Print, in exact form, the lines below from the one containing "Q: Where is a point on each instance of the stack" through the one containing "x=827, y=191", and omit all others.

Records
#####

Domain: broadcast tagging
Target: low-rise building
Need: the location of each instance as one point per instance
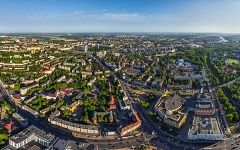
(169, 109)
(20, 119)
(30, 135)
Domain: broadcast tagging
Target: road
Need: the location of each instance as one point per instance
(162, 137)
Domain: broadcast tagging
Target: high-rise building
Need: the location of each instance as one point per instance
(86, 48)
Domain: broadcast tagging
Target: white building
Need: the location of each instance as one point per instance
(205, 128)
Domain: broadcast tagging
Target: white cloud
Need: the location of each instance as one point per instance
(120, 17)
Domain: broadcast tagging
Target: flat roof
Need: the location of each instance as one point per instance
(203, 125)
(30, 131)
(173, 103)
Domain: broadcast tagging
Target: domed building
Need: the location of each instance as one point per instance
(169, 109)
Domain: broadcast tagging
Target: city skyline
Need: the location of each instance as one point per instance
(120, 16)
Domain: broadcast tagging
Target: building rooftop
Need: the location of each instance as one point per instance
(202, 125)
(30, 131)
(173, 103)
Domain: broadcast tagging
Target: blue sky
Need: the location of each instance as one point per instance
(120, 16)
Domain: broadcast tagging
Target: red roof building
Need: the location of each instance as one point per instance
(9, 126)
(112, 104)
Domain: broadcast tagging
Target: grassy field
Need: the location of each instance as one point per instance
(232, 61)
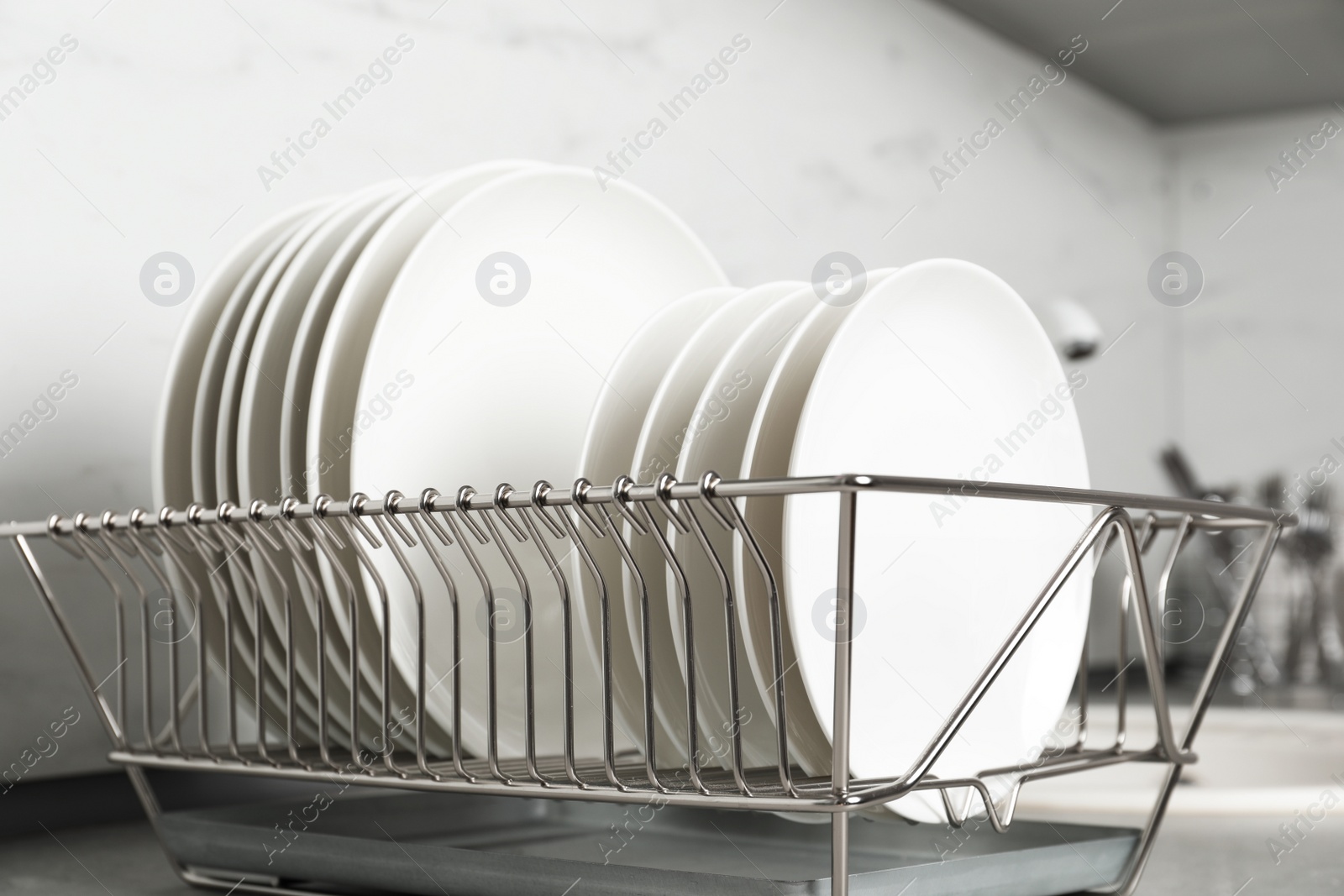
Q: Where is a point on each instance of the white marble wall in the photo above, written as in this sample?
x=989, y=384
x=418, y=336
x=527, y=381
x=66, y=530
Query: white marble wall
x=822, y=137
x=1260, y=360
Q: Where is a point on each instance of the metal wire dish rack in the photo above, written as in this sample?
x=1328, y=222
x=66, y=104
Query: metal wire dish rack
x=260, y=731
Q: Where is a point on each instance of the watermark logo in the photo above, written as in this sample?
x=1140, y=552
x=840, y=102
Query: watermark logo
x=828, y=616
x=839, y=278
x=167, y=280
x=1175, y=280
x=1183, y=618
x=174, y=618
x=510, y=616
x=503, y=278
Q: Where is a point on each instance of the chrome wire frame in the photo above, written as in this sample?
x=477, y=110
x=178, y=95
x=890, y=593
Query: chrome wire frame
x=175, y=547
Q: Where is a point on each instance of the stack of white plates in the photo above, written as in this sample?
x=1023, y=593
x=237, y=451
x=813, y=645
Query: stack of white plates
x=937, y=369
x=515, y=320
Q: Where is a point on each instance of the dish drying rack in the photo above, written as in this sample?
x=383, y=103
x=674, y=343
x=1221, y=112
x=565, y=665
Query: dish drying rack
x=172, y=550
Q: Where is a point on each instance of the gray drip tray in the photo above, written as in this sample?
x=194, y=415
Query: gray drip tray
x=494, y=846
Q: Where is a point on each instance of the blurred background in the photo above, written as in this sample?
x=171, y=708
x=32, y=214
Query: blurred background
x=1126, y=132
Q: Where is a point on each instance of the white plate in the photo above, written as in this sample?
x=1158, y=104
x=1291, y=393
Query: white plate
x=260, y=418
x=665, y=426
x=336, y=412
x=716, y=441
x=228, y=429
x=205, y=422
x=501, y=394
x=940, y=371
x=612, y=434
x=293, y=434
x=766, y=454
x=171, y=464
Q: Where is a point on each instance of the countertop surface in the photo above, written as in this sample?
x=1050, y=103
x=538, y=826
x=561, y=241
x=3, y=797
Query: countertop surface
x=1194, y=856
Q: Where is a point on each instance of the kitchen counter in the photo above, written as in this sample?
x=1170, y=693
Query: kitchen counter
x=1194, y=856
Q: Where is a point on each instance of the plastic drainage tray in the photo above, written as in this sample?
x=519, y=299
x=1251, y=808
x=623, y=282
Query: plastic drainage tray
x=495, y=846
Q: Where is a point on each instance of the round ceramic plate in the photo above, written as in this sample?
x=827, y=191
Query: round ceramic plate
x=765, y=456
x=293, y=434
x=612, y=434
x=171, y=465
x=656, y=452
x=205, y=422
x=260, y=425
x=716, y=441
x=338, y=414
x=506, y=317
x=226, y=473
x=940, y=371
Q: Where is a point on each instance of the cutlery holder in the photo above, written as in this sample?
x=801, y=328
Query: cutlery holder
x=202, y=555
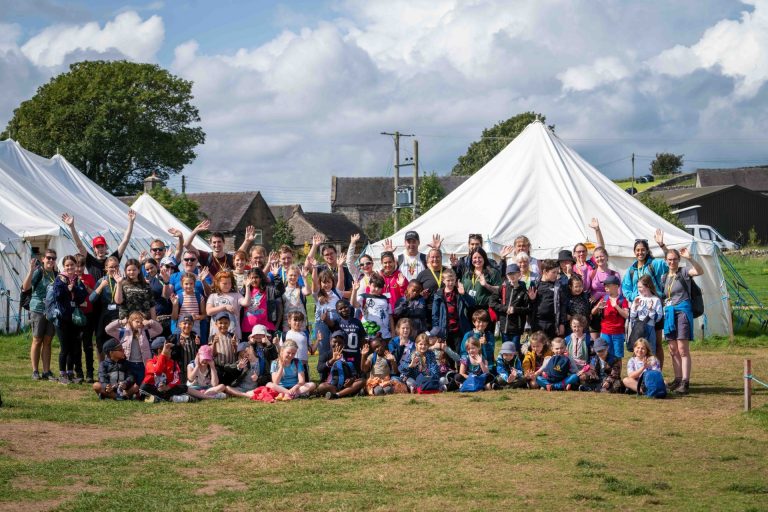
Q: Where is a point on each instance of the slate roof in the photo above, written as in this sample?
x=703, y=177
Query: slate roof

#####

Answer to the problem
Q: Where is a point on each instance of the stack of white plates in the photo above, written as in this sample?
x=1023, y=593
x=237, y=451
x=813, y=645
Query: stack of white plates
x=937, y=369
x=515, y=320
Q: Where is a point on each instance of the dish drying rack in the photo above, written as in this sample?
x=383, y=103
x=674, y=343
x=1221, y=112
x=565, y=665
Query: dish drying rack
x=172, y=550
Q: Where is a point on each instance of the gray drip tray in the photo above, written as in this sample?
x=194, y=415
Query: gray drip tray
x=494, y=846
Q: Where is a point on each instance of the blurred background in the photo above, written as in this sample?
x=171, y=708
x=32, y=214
Query: blurred background
x=1126, y=132
Q: Where is a point on each instance of the white plate in the photo above, written as in this sample?
x=1158, y=104
x=1291, y=393
Query: white plate
x=260, y=418
x=665, y=426
x=336, y=412
x=716, y=441
x=228, y=429
x=205, y=422
x=501, y=394
x=940, y=371
x=612, y=434
x=293, y=434
x=766, y=454
x=171, y=464
Q: Where is a point on each instance of the countertop surface in the photo above, written as in this sample?
x=1050, y=103
x=538, y=826
x=561, y=241
x=3, y=797
Query: countertop surface
x=1194, y=856
Q: Where is a point on each instance of the kitchen counter in the photo above, written as in this sample?
x=1170, y=693
Query: kitchen counter
x=1194, y=856
Q: Where is a point on each instance of the plastic drainage tray in the photo above, written as in this sample?
x=519, y=299
x=1251, y=808
x=623, y=282
Query: plastic drainage tray
x=495, y=846
Q: Where is a point on each instance of the round ceramic plate in the photo above, written as in this sample?
x=827, y=191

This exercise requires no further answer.